The request
Repeat the data between the line containing "Point out the black" and the line containing "x=135, y=285", inclusive. Reproduce those lines unchanged and nothing else.

Exercise material
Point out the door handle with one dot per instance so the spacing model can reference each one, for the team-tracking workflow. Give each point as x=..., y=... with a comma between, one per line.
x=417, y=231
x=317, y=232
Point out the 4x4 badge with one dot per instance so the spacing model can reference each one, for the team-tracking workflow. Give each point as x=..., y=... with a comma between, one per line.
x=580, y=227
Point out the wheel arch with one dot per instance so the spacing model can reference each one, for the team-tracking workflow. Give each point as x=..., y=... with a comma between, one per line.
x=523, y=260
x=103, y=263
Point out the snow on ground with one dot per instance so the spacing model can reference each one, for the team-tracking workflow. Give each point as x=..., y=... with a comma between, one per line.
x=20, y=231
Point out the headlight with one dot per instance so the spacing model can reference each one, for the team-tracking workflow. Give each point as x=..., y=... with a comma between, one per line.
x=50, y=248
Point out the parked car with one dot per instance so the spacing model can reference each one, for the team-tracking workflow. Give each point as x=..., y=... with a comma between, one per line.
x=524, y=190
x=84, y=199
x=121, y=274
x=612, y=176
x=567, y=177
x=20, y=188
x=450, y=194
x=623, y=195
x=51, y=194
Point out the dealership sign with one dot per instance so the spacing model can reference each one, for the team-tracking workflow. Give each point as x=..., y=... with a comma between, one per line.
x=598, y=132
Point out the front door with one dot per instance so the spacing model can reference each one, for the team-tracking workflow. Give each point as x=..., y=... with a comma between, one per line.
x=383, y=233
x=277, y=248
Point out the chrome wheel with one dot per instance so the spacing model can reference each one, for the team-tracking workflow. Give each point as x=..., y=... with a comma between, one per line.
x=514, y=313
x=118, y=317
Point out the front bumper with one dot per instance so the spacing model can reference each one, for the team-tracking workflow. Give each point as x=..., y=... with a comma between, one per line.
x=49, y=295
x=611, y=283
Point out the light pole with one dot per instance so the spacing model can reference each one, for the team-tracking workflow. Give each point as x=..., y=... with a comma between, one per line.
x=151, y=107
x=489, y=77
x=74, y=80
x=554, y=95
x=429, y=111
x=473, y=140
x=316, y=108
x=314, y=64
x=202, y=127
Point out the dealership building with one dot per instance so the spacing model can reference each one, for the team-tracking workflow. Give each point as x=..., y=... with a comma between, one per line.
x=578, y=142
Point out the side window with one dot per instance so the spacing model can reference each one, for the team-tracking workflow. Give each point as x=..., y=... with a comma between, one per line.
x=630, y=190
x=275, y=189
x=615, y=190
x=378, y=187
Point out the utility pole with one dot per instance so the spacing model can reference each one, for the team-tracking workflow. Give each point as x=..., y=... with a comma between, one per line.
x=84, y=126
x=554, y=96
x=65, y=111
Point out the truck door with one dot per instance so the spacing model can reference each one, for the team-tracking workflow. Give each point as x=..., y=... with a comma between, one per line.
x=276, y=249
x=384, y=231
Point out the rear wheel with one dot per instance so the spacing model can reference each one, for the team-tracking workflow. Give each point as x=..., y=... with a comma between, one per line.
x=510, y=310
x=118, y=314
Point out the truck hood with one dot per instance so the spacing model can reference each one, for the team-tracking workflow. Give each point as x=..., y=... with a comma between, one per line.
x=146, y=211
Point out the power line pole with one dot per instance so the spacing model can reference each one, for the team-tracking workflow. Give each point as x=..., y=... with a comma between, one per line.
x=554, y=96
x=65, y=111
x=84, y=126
* * *
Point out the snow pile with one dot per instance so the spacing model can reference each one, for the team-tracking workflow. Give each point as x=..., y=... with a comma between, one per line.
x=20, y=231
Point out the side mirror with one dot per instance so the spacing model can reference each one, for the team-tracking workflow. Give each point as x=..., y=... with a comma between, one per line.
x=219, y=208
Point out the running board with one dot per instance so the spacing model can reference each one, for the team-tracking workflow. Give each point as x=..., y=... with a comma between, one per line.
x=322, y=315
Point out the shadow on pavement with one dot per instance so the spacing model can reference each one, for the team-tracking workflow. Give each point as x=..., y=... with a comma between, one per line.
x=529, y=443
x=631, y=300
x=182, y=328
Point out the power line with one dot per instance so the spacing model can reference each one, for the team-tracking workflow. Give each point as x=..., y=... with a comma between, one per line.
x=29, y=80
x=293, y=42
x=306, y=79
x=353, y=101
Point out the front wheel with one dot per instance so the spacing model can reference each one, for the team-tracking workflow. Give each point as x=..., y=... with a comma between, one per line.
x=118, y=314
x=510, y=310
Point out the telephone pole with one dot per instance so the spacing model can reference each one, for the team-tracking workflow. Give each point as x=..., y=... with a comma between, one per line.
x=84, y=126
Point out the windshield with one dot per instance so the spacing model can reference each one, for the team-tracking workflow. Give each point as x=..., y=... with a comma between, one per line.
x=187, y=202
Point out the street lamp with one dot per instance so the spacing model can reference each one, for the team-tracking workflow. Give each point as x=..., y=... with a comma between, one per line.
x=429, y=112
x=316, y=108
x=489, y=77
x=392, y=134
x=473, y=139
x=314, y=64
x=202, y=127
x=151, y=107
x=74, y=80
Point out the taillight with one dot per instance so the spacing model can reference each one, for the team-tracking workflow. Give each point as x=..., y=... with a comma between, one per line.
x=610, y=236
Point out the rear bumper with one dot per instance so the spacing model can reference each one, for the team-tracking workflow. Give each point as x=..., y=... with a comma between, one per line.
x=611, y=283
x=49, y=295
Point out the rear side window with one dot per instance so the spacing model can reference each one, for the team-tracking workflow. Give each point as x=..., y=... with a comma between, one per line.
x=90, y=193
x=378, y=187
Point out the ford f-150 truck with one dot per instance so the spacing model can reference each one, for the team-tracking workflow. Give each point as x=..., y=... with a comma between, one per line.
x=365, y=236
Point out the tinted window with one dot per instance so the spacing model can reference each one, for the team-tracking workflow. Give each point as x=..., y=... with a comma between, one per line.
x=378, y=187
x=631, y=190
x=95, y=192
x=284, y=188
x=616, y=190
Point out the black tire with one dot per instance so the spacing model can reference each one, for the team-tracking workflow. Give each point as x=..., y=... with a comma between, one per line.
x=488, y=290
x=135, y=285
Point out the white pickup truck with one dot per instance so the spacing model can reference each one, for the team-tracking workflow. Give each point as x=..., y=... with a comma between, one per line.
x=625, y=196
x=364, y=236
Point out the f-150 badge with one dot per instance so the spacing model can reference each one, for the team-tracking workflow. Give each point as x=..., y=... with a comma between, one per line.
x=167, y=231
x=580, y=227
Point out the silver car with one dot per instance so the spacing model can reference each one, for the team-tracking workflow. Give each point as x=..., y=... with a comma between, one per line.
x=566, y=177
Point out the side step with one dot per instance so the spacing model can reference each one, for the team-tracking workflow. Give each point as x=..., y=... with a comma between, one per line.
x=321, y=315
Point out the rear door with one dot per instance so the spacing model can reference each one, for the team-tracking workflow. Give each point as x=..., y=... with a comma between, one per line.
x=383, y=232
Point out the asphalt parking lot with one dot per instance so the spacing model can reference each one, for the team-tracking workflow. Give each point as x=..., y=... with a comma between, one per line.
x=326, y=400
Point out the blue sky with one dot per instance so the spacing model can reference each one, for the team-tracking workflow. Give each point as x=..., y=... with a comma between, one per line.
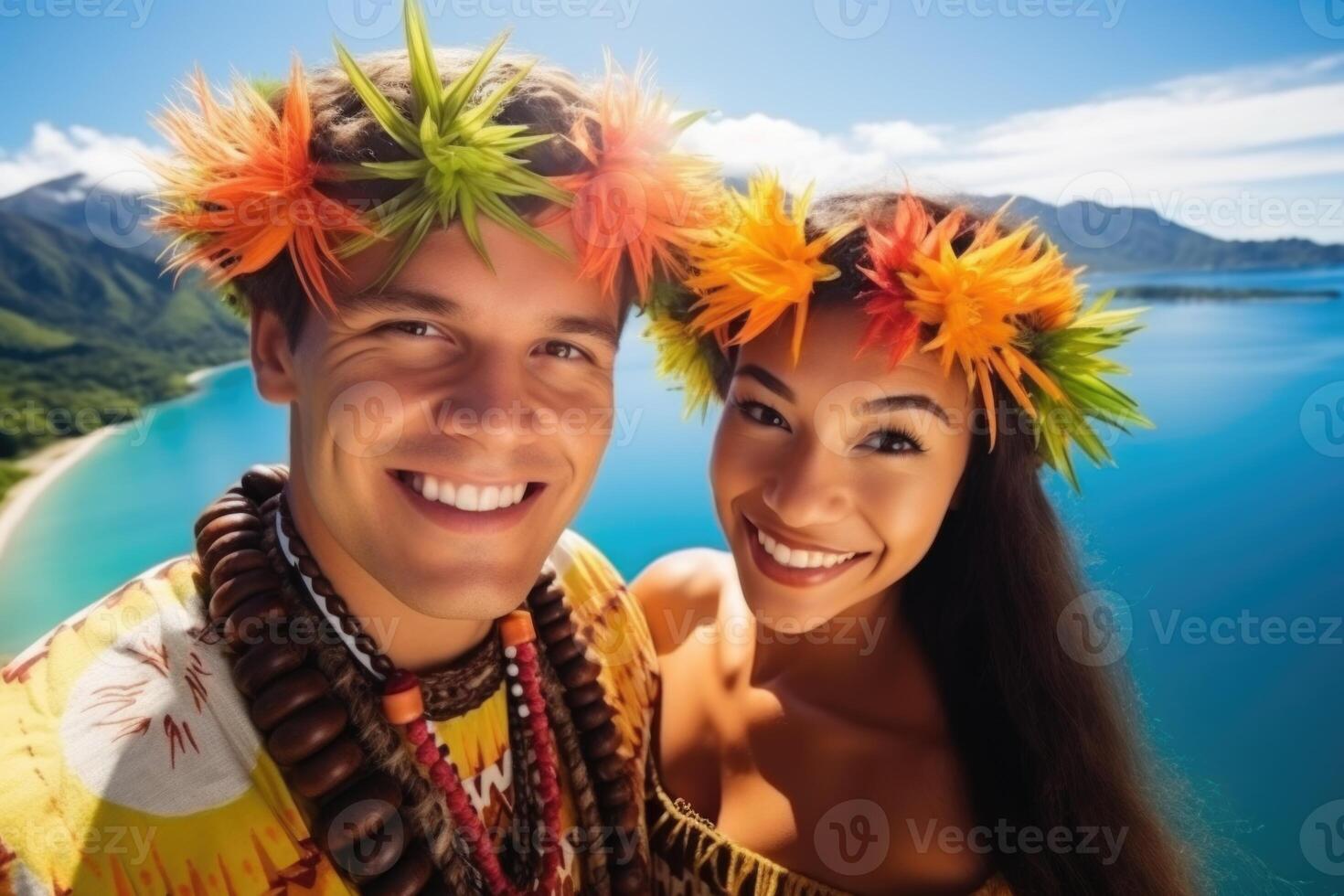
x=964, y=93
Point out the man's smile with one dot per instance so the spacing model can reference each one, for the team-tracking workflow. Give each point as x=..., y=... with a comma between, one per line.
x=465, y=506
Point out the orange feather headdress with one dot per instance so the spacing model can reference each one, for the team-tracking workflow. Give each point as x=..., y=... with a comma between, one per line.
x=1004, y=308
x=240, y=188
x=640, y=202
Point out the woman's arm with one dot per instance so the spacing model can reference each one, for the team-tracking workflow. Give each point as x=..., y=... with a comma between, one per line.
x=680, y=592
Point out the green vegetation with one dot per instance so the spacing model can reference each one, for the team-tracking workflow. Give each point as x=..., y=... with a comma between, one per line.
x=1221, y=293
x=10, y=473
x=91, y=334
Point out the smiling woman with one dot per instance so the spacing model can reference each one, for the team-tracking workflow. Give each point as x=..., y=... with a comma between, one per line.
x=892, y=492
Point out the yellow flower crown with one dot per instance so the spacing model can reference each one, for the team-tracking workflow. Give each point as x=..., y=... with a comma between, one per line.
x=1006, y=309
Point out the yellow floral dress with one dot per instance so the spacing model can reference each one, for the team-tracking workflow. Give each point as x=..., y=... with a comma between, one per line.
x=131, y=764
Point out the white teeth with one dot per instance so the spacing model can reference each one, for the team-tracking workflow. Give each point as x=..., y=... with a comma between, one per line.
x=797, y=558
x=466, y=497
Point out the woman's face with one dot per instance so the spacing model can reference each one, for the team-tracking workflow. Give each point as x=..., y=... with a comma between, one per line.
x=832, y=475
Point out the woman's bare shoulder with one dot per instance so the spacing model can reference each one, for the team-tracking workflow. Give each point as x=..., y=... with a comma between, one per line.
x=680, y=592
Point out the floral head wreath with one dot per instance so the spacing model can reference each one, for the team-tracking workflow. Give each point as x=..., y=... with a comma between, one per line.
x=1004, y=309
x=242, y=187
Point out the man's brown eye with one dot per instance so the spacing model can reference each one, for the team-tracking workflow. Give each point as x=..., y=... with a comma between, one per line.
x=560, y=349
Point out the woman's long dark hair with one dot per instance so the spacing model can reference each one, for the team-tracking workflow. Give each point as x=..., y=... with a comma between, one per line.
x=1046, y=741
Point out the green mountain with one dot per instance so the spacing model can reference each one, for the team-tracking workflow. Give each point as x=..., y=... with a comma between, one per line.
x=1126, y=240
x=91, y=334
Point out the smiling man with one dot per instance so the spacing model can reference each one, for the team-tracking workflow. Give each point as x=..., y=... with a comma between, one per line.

Response to the task
Point out the black tire with one dot per instance so the spacing model can reference each one, for the team-tracking workflow. Give each point as x=..., y=... with a comma between, one per line.
x=488, y=290
x=135, y=285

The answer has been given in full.